All lines below are to be output exactly as they stand.

(EXTRACTED MATERIAL)

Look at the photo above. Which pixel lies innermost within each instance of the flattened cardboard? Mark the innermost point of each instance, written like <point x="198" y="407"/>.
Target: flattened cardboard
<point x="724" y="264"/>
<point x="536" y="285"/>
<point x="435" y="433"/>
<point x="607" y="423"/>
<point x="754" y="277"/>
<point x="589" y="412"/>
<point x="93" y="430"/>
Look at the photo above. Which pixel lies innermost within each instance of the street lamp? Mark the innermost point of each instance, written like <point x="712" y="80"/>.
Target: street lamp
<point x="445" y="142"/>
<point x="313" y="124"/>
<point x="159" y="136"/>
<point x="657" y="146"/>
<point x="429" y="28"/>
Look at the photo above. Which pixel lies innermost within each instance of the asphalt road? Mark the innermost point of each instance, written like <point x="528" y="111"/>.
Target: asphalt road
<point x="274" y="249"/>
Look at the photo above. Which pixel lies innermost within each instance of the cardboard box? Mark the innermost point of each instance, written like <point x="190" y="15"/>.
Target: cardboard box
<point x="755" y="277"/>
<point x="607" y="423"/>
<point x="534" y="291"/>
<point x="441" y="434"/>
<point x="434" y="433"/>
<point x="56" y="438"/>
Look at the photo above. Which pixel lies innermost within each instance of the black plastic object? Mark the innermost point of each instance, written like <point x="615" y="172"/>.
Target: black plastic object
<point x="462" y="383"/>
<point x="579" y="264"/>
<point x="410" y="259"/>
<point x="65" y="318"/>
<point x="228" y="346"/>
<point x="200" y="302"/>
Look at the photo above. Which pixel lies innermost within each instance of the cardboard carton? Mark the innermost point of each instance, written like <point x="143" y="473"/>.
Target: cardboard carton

(End EXTRACTED MATERIAL)

_YOUR RESPONSE_.
Look at the photo above. Which pixel lies innermost within each instance of the flattened cardboard? Mark the innermost point of each instance, written like <point x="198" y="407"/>.
Target: flattened cardboard
<point x="724" y="264"/>
<point x="536" y="285"/>
<point x="435" y="433"/>
<point x="607" y="423"/>
<point x="754" y="277"/>
<point x="589" y="412"/>
<point x="93" y="430"/>
Look at the photo above. Which pixel lies innermost within each instance of the street lamp? Mark the innermost point of each instance, written like <point x="712" y="80"/>.
Target: street lamp
<point x="445" y="142"/>
<point x="313" y="124"/>
<point x="159" y="136"/>
<point x="657" y="146"/>
<point x="429" y="28"/>
Look at the photo above. Which pixel lies innermost within each instance of the asphalt road? Mark the innermost point of each instance, written like <point x="528" y="111"/>.
Target: asphalt road
<point x="274" y="249"/>
Look at the photo above. Which pixel lies innermost within each instance of the cardboard box? Mark the innermost point of each instance, written like <point x="190" y="15"/>.
Target: cardboard box
<point x="755" y="277"/>
<point x="607" y="423"/>
<point x="534" y="291"/>
<point x="441" y="434"/>
<point x="434" y="433"/>
<point x="56" y="438"/>
Look at the photo above. Which pixel lies innermost within each instance of the black plastic object? Mark the innermost point of each instance, written like <point x="615" y="172"/>.
Target: black plastic object
<point x="462" y="383"/>
<point x="579" y="264"/>
<point x="410" y="259"/>
<point x="65" y="318"/>
<point x="228" y="346"/>
<point x="200" y="302"/>
Look at the photo above. Which pixel lies innermost within each instance of the cardboard carton? Mark the innermost point of each instance, written like <point x="143" y="473"/>.
Target: cardboard carton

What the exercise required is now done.